# EXCERPT:
4) Equivalence Oracle (C) — updated for epsilon (user request)

4A) Input definition

For “same inputs”, we mean:

  • same parsed issue set (same JSONL contents after parsing/validation)
  • same analysis configuration (dynamic ConfigForSize given node/edge count, unless forced)
  • same seed for approximate algorithms (approx betweenness uses a seed)
  • same “now” when time-based fields are included (triage staleness, etc.)

4B) Output definition

We treat outputs in two classes:

(1) Structural outputs must be exact

  • IDs present and counts
  • membership of sets (actionable set, blockers, quick wins, etc.)
  • cycle presence and cycle members (when cycles computed)

# ENTRIES SUPPLIED:
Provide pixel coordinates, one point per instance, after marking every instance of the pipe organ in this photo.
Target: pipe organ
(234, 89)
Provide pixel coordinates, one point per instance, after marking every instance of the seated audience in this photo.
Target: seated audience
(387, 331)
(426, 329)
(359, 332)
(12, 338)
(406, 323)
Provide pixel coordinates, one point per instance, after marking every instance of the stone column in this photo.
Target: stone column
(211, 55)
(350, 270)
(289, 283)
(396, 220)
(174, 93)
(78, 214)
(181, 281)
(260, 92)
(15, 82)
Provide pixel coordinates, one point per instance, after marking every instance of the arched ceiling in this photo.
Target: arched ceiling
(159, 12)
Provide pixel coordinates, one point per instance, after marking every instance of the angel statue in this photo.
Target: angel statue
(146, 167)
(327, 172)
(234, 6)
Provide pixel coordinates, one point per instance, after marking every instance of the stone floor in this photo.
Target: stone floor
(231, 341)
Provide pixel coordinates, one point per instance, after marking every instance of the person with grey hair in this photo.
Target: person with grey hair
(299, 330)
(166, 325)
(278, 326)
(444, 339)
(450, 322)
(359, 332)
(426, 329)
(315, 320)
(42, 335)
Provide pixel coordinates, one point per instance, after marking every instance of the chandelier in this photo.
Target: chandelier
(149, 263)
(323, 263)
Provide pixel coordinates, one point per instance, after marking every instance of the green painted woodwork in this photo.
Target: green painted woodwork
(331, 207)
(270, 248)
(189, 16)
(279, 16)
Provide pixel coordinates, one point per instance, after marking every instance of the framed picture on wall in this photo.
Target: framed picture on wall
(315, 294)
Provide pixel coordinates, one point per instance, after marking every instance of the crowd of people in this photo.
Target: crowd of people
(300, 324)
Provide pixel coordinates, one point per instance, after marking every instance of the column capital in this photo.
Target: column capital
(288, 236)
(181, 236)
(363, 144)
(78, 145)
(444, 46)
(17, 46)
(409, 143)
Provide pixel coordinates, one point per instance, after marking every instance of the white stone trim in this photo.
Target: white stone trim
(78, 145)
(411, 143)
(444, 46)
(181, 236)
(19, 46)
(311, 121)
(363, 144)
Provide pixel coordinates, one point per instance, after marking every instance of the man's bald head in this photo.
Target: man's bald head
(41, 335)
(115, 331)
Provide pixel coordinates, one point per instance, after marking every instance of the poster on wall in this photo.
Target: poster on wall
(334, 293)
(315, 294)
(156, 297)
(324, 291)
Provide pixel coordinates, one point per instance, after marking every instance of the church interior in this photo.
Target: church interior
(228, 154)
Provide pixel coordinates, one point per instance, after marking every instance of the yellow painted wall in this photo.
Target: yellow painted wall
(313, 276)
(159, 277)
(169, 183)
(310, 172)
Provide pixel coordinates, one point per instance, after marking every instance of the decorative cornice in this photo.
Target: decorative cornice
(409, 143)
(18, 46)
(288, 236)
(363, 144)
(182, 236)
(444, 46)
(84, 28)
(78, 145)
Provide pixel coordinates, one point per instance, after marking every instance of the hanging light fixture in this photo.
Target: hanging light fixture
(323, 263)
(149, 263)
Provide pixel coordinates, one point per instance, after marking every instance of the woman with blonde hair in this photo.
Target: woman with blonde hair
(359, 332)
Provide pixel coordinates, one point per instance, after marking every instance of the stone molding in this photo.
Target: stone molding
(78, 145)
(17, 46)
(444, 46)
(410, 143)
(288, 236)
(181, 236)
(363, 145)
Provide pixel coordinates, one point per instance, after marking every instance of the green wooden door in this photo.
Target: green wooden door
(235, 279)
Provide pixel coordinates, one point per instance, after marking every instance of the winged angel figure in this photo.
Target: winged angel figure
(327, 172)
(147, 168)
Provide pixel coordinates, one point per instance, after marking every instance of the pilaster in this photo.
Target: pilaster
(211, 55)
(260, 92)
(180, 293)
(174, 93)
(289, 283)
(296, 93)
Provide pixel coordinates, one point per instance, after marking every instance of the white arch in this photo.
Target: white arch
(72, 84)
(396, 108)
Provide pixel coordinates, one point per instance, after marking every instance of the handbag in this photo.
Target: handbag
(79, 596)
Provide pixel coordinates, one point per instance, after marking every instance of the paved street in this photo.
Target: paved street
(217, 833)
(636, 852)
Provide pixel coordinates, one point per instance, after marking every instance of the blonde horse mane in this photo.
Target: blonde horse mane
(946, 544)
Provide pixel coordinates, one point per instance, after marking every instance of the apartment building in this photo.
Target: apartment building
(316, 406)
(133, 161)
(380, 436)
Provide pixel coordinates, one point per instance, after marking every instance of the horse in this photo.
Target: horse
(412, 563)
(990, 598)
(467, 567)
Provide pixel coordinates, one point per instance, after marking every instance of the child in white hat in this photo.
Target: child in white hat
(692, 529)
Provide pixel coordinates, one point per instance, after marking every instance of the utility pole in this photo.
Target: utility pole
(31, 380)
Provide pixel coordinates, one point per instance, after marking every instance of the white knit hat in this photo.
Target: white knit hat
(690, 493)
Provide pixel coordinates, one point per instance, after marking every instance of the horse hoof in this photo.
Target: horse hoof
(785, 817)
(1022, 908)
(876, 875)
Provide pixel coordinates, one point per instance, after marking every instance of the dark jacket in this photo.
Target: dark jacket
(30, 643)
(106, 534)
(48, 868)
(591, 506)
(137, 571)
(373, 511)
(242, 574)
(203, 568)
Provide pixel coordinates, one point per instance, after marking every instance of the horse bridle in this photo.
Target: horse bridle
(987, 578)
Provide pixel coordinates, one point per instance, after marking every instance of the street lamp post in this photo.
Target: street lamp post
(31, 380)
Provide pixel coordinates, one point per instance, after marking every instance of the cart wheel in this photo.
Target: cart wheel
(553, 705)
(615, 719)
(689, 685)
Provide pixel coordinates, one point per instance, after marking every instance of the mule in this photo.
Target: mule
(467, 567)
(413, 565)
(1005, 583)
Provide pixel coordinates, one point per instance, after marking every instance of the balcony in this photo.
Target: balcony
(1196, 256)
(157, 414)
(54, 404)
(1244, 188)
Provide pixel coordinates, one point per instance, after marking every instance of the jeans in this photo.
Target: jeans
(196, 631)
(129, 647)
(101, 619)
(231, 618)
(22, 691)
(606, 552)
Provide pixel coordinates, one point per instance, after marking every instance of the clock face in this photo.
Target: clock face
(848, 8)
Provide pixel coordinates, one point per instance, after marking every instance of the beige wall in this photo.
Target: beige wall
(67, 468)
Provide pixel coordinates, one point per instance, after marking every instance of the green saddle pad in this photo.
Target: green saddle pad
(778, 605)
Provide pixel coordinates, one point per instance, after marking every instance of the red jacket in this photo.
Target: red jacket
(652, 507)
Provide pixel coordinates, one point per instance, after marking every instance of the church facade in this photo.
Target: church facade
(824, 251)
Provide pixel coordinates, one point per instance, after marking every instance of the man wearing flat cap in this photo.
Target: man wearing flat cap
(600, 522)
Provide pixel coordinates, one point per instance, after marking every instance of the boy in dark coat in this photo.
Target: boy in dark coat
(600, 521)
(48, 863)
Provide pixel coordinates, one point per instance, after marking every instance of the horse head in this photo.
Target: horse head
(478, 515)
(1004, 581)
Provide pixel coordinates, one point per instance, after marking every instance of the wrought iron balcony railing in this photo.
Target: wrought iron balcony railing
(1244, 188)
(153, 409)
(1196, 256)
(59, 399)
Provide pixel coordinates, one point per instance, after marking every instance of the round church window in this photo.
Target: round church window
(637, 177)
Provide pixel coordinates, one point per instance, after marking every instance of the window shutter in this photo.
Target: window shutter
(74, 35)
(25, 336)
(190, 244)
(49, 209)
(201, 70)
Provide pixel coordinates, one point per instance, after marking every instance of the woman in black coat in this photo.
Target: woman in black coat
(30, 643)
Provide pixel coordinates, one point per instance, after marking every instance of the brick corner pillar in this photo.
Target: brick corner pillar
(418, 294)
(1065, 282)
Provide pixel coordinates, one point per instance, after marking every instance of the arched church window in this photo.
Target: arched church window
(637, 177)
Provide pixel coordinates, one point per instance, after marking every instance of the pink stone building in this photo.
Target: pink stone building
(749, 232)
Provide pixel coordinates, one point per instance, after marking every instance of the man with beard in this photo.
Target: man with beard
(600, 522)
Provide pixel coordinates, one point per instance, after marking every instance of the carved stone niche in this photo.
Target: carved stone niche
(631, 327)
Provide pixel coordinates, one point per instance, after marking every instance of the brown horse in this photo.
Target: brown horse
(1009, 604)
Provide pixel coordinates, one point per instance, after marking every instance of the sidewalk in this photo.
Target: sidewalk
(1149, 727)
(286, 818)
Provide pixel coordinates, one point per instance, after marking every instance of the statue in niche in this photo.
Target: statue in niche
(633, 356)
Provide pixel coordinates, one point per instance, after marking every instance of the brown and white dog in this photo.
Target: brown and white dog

# EXERCISES:
A - From the equivalence oracle excerpt, give again the stretch from "We treat outputs" through "quick wins, etc.)".
B - Using the equivalence oracle excerpt, decide whether each statement agrees with it. Answer yes or no for each and quote the words that settle it.
(i) Approximate betweenness relies on a seed.
(ii) Structural outputs may differ slightly and still count as equivalent.
(iii) Outputs are sorted into three classes.

# RESULTS FOR THE EXERCISE:
A -
We treat outputs in two classes:

(1) Structural outputs must be exact

  • IDs present and counts
  • membership of sets (actionable set, blockers, quick wins, etc.)

B -
(i) Yes: "approx betweenness uses a seed"
(ii) No: "Structural outputs must be exact"
(iii) No: "We treat outputs in two classes"